Problem description: The response should consist of the data reproduced word for word.

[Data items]
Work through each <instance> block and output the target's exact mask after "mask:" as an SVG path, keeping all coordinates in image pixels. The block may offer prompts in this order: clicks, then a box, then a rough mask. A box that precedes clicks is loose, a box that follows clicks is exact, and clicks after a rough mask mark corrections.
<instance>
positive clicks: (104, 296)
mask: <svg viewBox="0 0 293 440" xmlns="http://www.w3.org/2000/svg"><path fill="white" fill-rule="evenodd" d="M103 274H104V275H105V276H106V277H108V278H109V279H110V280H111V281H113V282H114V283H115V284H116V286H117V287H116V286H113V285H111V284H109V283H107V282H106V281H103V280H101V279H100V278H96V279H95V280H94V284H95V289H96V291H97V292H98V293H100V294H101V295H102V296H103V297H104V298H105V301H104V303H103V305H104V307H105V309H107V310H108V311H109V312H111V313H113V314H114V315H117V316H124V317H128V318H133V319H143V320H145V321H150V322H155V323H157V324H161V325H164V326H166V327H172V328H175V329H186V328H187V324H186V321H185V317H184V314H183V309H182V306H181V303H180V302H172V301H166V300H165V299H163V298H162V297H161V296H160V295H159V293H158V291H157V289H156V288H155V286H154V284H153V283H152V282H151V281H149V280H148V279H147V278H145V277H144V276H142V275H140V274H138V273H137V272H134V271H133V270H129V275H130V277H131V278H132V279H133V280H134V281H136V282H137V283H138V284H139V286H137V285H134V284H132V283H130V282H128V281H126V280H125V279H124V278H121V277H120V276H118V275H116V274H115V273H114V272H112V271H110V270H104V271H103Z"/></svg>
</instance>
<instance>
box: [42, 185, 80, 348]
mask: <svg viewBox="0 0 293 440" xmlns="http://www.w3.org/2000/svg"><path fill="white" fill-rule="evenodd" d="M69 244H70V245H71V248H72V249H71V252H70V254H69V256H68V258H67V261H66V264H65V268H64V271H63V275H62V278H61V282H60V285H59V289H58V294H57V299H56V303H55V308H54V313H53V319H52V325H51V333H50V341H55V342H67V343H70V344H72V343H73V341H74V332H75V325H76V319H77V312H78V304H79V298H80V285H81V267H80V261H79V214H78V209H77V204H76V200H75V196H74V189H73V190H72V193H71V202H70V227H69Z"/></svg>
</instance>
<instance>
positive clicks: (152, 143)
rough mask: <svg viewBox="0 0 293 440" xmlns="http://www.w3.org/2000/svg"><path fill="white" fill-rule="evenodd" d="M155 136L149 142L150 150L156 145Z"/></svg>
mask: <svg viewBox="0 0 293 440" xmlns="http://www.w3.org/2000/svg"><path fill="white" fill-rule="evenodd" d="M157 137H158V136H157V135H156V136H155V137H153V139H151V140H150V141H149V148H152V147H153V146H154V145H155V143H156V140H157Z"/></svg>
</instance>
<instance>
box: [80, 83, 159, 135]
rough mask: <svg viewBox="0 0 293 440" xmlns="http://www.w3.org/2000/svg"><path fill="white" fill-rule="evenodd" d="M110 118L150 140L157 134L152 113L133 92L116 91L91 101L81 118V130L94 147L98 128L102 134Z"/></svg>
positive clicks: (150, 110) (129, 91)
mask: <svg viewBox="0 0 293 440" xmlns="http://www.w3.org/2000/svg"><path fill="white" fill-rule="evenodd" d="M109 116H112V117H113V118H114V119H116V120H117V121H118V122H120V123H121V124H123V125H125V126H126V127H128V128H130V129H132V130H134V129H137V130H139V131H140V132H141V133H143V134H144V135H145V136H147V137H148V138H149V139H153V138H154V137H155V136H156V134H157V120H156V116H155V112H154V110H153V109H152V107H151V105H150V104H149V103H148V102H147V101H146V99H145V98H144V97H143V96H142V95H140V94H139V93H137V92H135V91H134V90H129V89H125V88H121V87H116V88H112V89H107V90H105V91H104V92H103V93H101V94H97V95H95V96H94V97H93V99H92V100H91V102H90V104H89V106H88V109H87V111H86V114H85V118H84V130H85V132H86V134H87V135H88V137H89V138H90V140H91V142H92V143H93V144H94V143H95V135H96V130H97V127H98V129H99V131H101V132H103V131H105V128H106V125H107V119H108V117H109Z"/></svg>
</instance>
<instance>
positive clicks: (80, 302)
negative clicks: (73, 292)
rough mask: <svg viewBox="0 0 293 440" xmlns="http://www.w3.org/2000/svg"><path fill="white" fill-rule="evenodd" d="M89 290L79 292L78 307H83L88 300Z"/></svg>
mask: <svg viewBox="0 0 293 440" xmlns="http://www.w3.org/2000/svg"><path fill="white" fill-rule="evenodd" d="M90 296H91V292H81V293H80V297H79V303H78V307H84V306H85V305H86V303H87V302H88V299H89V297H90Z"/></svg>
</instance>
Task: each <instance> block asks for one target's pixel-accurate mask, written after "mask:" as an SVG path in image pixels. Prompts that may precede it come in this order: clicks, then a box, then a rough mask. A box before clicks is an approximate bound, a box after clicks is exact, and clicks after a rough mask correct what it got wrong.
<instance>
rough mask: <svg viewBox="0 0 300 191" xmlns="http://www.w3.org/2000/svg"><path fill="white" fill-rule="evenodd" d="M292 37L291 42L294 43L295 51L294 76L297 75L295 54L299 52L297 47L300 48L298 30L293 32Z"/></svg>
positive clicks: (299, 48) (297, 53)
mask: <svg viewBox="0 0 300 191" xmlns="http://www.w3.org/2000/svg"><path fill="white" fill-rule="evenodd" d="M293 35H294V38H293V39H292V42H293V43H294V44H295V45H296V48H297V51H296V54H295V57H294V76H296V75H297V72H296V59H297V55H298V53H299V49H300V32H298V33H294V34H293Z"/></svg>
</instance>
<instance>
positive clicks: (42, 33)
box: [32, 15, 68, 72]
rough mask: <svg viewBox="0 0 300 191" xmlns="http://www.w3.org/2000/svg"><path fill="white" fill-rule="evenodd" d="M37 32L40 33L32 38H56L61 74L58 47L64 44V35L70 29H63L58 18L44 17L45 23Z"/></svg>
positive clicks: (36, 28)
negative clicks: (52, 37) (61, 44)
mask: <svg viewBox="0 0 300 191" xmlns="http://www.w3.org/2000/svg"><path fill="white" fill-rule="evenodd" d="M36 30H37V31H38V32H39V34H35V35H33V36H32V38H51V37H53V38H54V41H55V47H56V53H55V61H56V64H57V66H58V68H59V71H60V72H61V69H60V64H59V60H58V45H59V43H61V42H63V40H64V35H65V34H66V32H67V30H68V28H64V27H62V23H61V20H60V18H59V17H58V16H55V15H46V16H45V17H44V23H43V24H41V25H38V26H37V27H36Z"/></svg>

Problem solution:
Work through each <instance> block and output the target's exact mask after "mask:" as an SVG path, keeping all coordinates in image pixels. The block may offer prompts in this order: clicks, then a box, then a rough mask. A box that precedes clicks is loose, a box that follows clicks is exact, and clicks after a rough mask mark corrections.
<instance>
positive clicks: (104, 296)
mask: <svg viewBox="0 0 293 440" xmlns="http://www.w3.org/2000/svg"><path fill="white" fill-rule="evenodd" d="M103 274H104V275H105V276H106V277H108V278H109V279H110V280H111V281H113V282H114V283H115V284H116V286H117V287H116V286H113V285H111V284H109V283H107V282H106V281H103V280H101V279H100V278H96V279H95V280H94V284H95V289H96V291H97V292H98V293H100V294H101V295H102V296H103V297H104V298H105V301H104V303H103V305H104V307H105V309H107V310H108V311H109V312H111V313H113V314H114V315H117V316H124V317H128V318H133V319H143V320H145V321H150V322H155V323H157V324H161V325H164V326H166V327H172V328H175V329H186V328H187V324H186V321H185V317H184V314H183V309H182V306H181V303H180V302H172V301H166V300H165V299H163V298H162V297H161V296H160V295H159V293H158V291H157V289H156V288H155V286H154V284H153V283H152V282H151V281H149V280H148V279H147V278H145V277H144V276H142V275H140V274H138V273H137V272H134V271H133V270H129V275H130V277H131V278H132V279H133V280H134V281H136V282H137V283H138V284H139V286H137V285H134V284H132V283H130V282H128V281H126V280H125V279H124V278H121V277H120V276H118V275H116V274H115V273H114V272H112V271H110V270H104V271H103Z"/></svg>
</instance>
<instance>
box: [42, 185, 80, 348]
mask: <svg viewBox="0 0 293 440" xmlns="http://www.w3.org/2000/svg"><path fill="white" fill-rule="evenodd" d="M69 244H70V245H71V248H72V249H71V252H70V254H69V256H68V258H67V261H66V264H65V268H64V271H63V275H62V278H61V282H60V285H59V289H58V294H57V299H56V303H55V308H54V313H53V319H52V325H51V333H50V341H55V342H67V343H70V344H72V343H73V341H74V332H75V325H76V319H77V312H78V304H79V298H80V285H81V267H80V261H79V214H78V209H77V204H76V200H75V196H74V189H73V190H72V193H71V202H70V227H69Z"/></svg>
</instance>
<instance>
positive clicks: (152, 143)
rough mask: <svg viewBox="0 0 293 440" xmlns="http://www.w3.org/2000/svg"><path fill="white" fill-rule="evenodd" d="M155 136L149 142L150 150L156 145Z"/></svg>
mask: <svg viewBox="0 0 293 440" xmlns="http://www.w3.org/2000/svg"><path fill="white" fill-rule="evenodd" d="M157 137H158V136H157V135H156V136H155V137H153V139H151V140H150V141H149V148H152V147H153V146H154V145H155V143H156V140H157Z"/></svg>
</instance>
<instance>
box: [80, 83, 159, 135]
rough mask: <svg viewBox="0 0 293 440" xmlns="http://www.w3.org/2000/svg"><path fill="white" fill-rule="evenodd" d="M110 118L150 140L157 134L152 113L133 92L116 91L91 101L81 118V130L94 147L98 128L102 134Z"/></svg>
positive clicks: (150, 110) (129, 91)
mask: <svg viewBox="0 0 293 440" xmlns="http://www.w3.org/2000/svg"><path fill="white" fill-rule="evenodd" d="M109 116H112V117H113V118H114V119H116V120H117V121H118V122H120V123H121V124H123V125H125V126H126V127H128V128H130V129H132V130H134V129H137V130H139V131H140V132H141V133H143V134H144V135H145V136H147V137H148V138H149V139H153V138H154V137H155V136H156V134H157V120H156V116H155V112H154V110H153V109H152V107H151V105H150V104H149V103H148V102H147V101H146V99H145V98H144V97H143V96H142V95H140V94H139V93H137V92H135V91H134V90H129V89H125V88H121V87H116V88H112V89H107V90H105V91H104V92H103V93H101V94H97V95H95V96H94V97H93V99H92V100H91V102H90V104H89V106H88V109H87V111H86V114H85V118H84V130H85V132H86V134H87V135H88V137H89V138H90V140H91V142H92V143H93V144H94V143H95V135H96V130H97V127H98V129H99V131H101V132H103V131H105V128H106V125H107V119H108V117H109Z"/></svg>
</instance>
<instance>
positive clicks: (80, 302)
negative clicks: (73, 292)
rough mask: <svg viewBox="0 0 293 440" xmlns="http://www.w3.org/2000/svg"><path fill="white" fill-rule="evenodd" d="M89 290L79 292L78 307H83L88 300Z"/></svg>
mask: <svg viewBox="0 0 293 440" xmlns="http://www.w3.org/2000/svg"><path fill="white" fill-rule="evenodd" d="M90 296H91V292H81V293H80V297H79V303H78V307H84V306H85V305H86V303H87V302H88V299H89V297H90Z"/></svg>
</instance>
Task: each <instance> block asks for one target's pixel-accurate mask, written after "mask:" as an SVG path in image pixels. Prompts that may precede it come in this order: clicks, then a box, then a rough mask. A box before clicks is an approximate bound, a box after clicks is exact, and clicks after a rough mask correct what it got wrong.
<instance>
rough mask: <svg viewBox="0 0 300 191" xmlns="http://www.w3.org/2000/svg"><path fill="white" fill-rule="evenodd" d="M292 37L291 42L294 43L295 51L294 76L297 75L295 54L299 52L297 47L300 48L298 30L293 32Z"/></svg>
positive clicks: (299, 48) (297, 53)
mask: <svg viewBox="0 0 300 191" xmlns="http://www.w3.org/2000/svg"><path fill="white" fill-rule="evenodd" d="M293 35H294V38H293V39H292V42H293V43H294V44H295V45H296V48H297V51H296V54H295V57H294V76H296V75H297V72H296V59H297V55H298V53H299V49H300V32H298V33H294V34H293Z"/></svg>
</instance>
<instance>
positive clicks: (42, 33)
box: [32, 15, 68, 72]
rough mask: <svg viewBox="0 0 300 191" xmlns="http://www.w3.org/2000/svg"><path fill="white" fill-rule="evenodd" d="M37 32L40 33L32 38H56L61 74L58 47L64 44V35L70 29H63L58 18L44 17L45 23Z"/></svg>
positive clicks: (36, 28)
negative clicks: (52, 37) (61, 44)
mask: <svg viewBox="0 0 300 191" xmlns="http://www.w3.org/2000/svg"><path fill="white" fill-rule="evenodd" d="M36 30H37V31H38V32H39V34H35V35H33V36H32V38H51V37H53V38H54V41H55V47H56V53H55V61H56V64H57V66H58V68H59V71H60V72H61V69H60V64H59V60H58V45H59V43H61V42H63V40H64V35H65V34H66V32H67V30H68V28H64V27H62V23H61V20H60V18H59V17H58V16H55V15H46V16H45V17H44V23H43V24H41V25H38V26H37V27H36Z"/></svg>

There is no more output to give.